The exercise: Reproduce the listing from the line with "Would you kindly locate the backpack" up to and including the line with "(1069, 236)", putting "out-of-focus background" in place of "blurred background" and keeping everything else the same. Omit the pictures from your answer.

Records for the task:
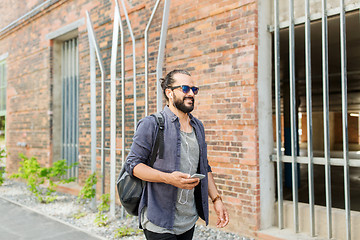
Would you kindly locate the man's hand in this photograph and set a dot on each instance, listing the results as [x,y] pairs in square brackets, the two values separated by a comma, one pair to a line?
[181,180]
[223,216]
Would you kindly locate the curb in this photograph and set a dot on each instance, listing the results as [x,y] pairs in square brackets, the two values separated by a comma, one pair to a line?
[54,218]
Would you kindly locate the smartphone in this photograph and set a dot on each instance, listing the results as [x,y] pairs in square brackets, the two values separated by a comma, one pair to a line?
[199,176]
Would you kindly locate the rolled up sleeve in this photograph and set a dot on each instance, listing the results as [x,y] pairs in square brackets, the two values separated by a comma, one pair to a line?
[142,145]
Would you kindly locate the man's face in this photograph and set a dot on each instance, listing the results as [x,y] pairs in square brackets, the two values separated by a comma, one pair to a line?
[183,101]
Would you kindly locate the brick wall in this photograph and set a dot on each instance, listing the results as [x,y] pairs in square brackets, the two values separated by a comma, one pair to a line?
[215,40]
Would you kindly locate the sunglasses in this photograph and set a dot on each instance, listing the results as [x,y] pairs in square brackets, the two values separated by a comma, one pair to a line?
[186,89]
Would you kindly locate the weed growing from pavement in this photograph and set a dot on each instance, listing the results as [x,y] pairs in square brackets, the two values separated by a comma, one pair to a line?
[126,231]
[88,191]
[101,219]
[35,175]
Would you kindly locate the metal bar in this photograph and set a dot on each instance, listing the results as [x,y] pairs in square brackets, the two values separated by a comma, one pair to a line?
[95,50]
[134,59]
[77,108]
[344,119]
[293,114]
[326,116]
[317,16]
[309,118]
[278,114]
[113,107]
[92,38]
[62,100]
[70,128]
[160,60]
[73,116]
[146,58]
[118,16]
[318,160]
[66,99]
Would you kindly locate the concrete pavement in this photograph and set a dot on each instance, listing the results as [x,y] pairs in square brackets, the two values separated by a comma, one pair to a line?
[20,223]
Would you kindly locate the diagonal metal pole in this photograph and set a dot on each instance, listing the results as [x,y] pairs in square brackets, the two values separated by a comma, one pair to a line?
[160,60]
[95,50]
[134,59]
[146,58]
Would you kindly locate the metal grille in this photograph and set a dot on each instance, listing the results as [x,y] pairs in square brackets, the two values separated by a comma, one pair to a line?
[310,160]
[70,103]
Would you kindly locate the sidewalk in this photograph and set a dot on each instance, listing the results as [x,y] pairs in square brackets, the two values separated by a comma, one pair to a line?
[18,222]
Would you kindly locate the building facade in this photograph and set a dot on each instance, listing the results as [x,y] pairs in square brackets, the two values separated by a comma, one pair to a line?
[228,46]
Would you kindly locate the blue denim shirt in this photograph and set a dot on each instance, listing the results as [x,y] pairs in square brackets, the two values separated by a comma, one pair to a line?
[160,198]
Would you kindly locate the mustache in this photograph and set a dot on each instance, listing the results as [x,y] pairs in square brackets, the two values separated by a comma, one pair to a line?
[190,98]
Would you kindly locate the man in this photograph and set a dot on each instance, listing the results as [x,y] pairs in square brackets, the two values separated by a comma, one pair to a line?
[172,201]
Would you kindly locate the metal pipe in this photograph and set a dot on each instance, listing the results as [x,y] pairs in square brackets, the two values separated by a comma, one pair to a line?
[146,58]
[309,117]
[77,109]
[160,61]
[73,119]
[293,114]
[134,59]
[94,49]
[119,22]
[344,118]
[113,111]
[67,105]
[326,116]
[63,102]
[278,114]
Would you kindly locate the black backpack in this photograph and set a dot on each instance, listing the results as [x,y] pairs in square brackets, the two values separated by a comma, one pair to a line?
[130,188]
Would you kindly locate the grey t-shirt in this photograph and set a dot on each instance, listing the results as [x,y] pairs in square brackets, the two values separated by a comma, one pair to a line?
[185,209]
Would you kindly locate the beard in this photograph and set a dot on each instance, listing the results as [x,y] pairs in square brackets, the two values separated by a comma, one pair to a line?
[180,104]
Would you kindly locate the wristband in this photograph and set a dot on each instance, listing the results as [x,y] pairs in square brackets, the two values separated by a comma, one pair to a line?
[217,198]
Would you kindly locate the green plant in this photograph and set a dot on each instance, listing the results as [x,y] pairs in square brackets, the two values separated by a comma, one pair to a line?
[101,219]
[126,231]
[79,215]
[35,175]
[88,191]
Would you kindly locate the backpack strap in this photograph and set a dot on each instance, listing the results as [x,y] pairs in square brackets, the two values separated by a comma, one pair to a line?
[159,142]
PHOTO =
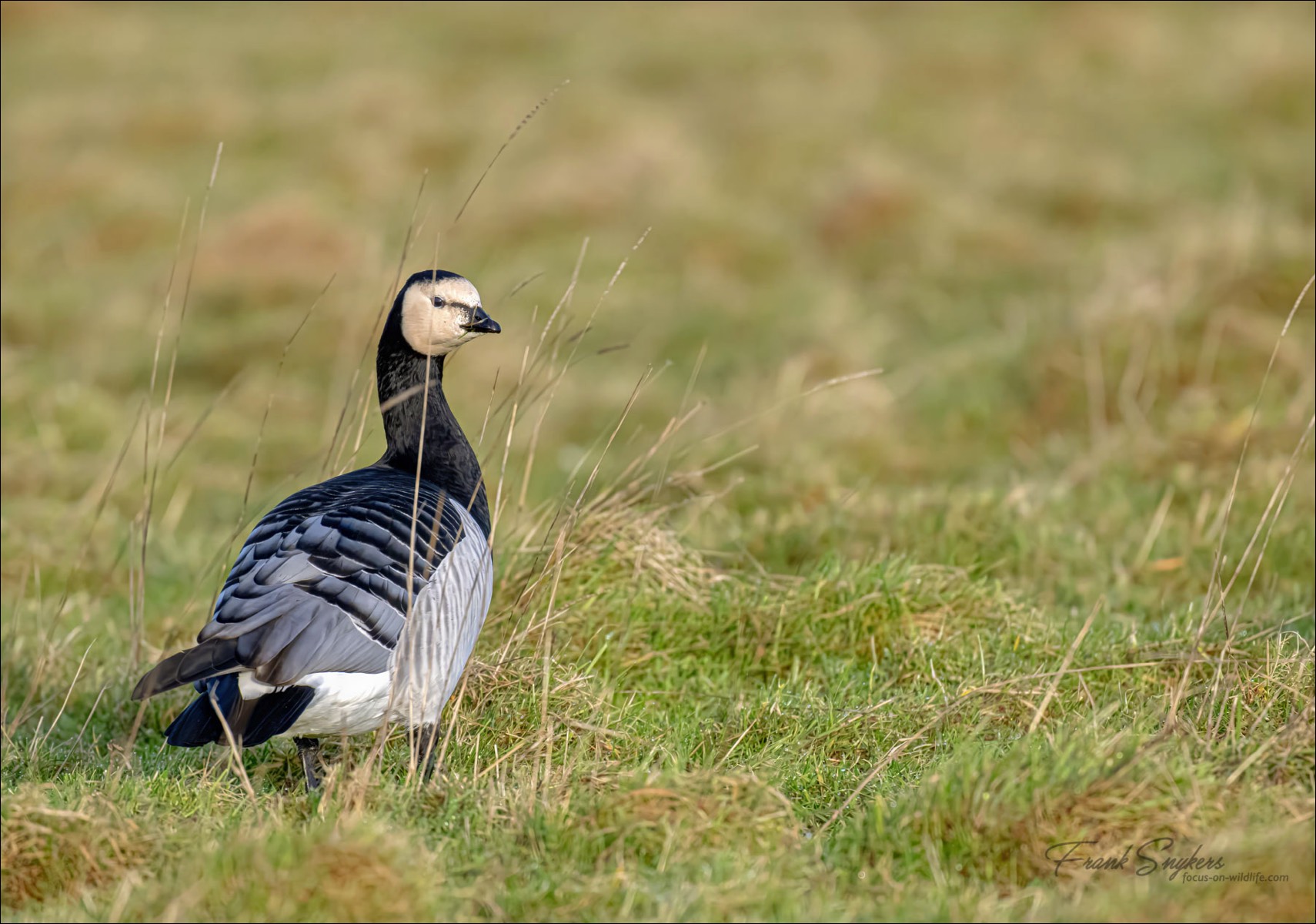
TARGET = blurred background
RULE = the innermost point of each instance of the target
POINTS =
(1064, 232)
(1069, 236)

--

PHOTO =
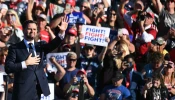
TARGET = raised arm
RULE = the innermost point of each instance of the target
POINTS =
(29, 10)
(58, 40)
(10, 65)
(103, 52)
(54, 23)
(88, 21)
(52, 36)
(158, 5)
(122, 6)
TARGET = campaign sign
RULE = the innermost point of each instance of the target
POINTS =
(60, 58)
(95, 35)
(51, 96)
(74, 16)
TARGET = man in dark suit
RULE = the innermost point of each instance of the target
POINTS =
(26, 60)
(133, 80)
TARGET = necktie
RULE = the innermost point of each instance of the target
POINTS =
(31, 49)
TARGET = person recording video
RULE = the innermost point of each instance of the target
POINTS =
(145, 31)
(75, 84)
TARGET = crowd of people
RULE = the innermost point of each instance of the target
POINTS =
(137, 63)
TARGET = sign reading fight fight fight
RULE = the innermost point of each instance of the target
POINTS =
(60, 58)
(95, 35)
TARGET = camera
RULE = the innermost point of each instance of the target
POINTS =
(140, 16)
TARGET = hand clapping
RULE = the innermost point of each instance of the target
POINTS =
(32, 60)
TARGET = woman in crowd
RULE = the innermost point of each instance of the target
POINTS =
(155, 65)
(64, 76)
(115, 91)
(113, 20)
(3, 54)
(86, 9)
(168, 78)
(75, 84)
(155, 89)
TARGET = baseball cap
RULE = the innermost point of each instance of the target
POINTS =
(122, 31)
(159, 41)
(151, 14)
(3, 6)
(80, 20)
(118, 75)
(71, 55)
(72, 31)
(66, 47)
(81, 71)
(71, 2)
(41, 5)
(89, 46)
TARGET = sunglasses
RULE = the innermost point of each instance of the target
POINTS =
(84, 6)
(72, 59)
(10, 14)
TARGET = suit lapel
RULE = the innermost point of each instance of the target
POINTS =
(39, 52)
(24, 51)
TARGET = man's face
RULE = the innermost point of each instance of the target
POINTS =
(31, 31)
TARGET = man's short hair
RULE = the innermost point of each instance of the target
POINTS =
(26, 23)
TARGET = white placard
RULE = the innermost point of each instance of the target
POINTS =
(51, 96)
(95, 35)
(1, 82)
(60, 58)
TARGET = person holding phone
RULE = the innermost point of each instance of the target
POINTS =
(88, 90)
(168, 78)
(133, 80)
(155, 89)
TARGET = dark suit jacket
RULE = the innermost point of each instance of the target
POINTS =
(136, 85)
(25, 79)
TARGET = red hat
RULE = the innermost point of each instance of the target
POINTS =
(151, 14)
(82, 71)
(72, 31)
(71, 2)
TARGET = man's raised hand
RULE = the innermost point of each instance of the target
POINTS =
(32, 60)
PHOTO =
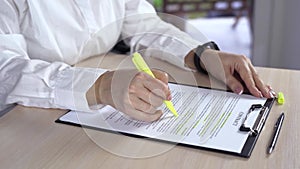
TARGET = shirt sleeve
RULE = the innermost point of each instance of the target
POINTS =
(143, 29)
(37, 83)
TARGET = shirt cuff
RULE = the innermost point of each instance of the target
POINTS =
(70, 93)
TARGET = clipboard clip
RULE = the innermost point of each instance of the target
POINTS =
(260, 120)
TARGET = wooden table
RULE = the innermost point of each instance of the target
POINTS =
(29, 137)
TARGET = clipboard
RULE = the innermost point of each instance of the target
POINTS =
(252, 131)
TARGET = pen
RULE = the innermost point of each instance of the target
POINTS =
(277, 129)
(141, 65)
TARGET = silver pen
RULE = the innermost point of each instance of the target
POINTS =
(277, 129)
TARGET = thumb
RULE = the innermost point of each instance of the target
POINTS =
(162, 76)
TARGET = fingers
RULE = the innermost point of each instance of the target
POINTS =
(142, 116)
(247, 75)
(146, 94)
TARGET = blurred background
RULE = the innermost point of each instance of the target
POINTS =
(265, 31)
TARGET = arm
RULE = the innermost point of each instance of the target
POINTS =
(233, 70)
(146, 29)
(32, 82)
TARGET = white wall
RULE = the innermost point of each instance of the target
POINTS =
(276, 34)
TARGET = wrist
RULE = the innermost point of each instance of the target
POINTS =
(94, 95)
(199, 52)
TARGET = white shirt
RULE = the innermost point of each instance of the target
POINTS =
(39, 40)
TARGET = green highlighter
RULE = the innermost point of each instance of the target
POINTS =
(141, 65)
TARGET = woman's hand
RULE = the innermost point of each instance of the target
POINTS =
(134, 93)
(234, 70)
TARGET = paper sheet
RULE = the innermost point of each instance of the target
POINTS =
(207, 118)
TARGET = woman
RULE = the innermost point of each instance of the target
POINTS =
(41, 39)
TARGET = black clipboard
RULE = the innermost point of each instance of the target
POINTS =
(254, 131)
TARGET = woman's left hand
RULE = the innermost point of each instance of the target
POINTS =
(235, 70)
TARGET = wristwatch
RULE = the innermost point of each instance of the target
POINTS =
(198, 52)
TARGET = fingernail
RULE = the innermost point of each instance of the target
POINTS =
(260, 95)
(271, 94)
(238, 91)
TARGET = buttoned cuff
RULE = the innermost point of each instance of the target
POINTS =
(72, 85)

The reply:
Would you kindly locate the backpack strap in this photograph and set a dot on each instance, listing the results as [x,y] pairs in square brackets, the two values separated by a comma, one pair to a line?
[159,142]
PHOTO =
TARGET = out-of-focus background
RULE = the innermost point of each instance of the target
POINTS =
(1064, 232)
(1069, 236)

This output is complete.